--- SET PROBLEM ---
Convert the entries below, from the line containing "Report one point per instance of the glass panel" through the last line, into a Markdown table with the columns Row and Line. Number each line and skip blank ones.

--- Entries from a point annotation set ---
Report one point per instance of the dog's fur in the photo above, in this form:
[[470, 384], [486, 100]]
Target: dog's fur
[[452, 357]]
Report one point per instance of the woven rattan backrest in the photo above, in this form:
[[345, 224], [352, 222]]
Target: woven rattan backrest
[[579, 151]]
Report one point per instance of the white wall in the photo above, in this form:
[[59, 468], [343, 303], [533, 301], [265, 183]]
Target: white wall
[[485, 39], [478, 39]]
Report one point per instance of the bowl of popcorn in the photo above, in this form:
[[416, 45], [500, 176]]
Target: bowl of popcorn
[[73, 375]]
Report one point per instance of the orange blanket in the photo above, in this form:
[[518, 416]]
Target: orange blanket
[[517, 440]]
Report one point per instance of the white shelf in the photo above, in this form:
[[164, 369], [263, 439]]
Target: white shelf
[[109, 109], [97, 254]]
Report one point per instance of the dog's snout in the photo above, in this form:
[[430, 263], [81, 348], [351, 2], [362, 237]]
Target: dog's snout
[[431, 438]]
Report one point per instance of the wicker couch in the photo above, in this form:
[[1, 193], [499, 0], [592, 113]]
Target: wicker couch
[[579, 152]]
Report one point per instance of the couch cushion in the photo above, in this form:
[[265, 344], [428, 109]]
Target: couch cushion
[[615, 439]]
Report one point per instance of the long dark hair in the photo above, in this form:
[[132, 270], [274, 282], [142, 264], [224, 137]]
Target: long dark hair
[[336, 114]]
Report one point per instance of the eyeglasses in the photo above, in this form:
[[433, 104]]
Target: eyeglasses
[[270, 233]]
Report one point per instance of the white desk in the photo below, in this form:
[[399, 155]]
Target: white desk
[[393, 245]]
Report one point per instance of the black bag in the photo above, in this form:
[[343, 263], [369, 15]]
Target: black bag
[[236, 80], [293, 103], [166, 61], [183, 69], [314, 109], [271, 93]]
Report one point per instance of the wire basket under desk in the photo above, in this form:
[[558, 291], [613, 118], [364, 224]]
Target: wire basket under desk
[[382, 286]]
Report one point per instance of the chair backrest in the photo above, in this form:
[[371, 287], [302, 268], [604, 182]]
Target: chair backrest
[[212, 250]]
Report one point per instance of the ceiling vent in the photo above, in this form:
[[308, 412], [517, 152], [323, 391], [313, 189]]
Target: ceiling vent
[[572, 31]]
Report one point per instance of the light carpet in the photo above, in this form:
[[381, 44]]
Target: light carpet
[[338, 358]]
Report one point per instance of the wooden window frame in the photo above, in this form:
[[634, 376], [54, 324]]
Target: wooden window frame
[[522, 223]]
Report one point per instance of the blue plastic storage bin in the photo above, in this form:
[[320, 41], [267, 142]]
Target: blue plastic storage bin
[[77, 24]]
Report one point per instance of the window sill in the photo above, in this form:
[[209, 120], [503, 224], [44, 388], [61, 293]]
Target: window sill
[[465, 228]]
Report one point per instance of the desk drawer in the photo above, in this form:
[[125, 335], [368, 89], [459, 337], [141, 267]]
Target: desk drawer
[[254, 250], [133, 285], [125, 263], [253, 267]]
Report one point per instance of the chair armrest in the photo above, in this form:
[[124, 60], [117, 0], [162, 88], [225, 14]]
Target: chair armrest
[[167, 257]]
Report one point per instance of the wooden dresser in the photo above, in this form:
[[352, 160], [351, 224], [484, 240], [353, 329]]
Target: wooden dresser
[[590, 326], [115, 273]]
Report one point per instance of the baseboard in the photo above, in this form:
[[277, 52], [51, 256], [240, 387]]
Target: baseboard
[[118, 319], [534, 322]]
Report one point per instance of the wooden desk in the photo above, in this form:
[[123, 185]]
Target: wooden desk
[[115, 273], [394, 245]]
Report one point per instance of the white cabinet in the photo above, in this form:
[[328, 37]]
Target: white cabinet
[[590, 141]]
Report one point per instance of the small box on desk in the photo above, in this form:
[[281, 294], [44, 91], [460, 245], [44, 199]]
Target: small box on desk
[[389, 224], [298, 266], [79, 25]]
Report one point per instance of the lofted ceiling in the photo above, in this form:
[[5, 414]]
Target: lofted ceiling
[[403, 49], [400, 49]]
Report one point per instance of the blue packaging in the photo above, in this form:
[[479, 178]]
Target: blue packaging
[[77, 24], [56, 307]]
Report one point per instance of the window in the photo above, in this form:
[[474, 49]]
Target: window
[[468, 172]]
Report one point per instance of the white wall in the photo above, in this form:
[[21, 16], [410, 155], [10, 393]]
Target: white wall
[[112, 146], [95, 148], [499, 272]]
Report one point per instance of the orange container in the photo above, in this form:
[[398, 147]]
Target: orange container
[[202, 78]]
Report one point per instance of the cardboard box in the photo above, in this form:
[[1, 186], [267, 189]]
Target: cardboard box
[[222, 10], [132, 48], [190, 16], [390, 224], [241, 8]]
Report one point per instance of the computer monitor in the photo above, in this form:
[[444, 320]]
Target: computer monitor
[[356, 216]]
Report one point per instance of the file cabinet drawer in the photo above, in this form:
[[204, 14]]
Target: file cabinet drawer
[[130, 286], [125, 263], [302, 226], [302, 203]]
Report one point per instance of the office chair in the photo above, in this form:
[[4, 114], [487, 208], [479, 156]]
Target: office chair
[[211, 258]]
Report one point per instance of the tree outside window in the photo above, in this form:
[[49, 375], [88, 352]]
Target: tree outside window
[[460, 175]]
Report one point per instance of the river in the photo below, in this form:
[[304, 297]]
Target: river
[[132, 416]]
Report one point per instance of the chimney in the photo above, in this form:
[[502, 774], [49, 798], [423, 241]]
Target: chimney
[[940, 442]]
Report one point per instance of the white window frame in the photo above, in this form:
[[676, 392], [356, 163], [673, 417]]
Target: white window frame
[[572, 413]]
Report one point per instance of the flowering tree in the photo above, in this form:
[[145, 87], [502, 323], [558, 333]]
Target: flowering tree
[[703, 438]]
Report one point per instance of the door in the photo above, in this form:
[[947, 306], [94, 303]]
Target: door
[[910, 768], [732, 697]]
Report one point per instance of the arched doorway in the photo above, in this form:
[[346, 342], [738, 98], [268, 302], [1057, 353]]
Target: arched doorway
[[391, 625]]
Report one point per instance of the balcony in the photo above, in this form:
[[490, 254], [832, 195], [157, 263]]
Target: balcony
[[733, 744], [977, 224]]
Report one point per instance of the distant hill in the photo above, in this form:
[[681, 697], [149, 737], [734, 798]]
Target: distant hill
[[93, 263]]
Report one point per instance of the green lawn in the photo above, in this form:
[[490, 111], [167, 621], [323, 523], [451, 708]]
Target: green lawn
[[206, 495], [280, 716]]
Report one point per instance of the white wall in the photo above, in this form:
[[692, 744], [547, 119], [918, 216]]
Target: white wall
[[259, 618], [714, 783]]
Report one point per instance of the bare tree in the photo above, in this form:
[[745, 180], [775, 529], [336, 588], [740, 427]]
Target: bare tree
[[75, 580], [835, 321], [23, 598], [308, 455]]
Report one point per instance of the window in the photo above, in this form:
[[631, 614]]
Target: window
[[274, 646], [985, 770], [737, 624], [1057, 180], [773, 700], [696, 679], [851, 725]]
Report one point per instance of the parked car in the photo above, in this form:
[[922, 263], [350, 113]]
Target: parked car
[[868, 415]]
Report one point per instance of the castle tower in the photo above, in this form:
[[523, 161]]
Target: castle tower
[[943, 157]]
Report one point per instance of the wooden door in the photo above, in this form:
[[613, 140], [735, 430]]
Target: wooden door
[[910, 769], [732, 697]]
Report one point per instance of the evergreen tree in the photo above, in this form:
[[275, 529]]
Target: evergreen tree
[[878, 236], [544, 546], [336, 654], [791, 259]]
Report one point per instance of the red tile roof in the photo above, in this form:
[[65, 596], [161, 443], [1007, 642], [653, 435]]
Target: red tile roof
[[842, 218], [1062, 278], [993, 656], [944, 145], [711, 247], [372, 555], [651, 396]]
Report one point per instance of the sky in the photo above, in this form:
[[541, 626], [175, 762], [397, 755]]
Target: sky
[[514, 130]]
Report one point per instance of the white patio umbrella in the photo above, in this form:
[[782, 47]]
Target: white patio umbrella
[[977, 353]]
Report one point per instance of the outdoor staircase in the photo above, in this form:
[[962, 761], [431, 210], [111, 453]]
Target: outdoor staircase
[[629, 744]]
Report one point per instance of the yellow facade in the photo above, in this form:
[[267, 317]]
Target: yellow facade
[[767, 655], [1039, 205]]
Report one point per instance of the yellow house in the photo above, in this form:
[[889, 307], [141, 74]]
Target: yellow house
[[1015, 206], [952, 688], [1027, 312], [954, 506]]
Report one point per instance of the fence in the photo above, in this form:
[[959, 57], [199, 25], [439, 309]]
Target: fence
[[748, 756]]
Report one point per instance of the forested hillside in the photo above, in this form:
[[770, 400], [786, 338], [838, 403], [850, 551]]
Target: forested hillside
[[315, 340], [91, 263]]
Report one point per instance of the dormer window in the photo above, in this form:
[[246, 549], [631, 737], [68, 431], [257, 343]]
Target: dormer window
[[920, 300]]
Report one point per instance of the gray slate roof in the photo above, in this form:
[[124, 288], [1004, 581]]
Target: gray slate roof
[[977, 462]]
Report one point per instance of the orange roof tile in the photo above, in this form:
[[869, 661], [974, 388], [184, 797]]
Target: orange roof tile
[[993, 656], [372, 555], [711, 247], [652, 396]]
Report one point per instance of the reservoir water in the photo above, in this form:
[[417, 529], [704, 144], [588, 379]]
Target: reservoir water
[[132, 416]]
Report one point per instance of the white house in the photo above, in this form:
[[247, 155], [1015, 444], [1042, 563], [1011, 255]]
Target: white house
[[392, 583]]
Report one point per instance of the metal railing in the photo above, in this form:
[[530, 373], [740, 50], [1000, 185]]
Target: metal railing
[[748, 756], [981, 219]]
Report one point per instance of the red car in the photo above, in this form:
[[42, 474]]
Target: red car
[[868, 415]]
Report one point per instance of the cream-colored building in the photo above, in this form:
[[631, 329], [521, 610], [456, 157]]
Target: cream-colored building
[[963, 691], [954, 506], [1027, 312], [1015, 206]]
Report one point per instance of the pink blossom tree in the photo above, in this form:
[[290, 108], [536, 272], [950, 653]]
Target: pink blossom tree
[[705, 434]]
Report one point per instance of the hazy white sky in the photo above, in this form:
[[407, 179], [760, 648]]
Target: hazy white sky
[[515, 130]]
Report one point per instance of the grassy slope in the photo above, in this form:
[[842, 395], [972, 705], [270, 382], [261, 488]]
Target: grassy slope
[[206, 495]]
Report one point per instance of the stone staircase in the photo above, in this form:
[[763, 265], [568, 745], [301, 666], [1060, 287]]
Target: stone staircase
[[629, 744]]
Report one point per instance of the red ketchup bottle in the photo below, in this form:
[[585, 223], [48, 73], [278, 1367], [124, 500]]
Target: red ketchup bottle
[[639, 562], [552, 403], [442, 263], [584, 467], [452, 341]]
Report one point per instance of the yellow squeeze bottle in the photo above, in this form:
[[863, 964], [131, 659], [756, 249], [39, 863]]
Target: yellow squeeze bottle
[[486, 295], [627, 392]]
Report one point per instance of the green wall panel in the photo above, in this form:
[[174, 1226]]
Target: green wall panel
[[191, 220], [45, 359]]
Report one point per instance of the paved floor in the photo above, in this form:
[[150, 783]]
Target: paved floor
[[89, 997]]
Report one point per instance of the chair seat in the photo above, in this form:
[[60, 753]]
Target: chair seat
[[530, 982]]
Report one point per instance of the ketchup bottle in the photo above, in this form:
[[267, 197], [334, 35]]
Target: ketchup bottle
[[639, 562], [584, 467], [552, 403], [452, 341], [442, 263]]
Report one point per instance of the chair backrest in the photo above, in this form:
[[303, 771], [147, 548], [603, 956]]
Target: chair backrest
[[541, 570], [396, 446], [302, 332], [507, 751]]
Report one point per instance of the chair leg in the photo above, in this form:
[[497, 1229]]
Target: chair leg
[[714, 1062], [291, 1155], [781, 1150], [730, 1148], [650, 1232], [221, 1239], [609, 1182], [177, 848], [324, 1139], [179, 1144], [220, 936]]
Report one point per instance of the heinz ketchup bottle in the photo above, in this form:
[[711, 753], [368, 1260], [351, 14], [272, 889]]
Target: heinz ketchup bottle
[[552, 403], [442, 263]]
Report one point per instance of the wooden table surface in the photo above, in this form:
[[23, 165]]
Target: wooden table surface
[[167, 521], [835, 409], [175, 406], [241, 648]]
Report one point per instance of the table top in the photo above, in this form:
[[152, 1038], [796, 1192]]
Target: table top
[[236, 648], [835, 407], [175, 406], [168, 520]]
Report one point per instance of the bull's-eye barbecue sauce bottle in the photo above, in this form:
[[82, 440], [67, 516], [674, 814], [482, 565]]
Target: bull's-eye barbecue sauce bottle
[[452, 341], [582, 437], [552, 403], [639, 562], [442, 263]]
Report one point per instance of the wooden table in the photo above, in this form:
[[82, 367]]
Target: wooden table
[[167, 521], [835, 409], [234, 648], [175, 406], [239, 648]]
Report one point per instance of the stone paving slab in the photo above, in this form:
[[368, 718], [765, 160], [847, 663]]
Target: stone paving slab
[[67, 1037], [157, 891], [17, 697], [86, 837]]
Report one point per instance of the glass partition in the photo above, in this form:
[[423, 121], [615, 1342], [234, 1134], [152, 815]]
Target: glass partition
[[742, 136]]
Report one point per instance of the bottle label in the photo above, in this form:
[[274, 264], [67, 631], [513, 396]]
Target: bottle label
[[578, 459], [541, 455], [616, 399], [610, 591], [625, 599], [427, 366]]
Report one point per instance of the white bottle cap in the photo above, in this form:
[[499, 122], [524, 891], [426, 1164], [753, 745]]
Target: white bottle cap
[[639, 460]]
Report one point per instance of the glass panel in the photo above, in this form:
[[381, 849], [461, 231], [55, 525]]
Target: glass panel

--- CORRECT ANSWER ---
| Row | Line |
|---|---|
| 1 | Report one point per instance of the glass panel in the photo above, in this form: |
| 2 | [[381, 849], [461, 231], [55, 525]] |
| 3 | Target: glass panel |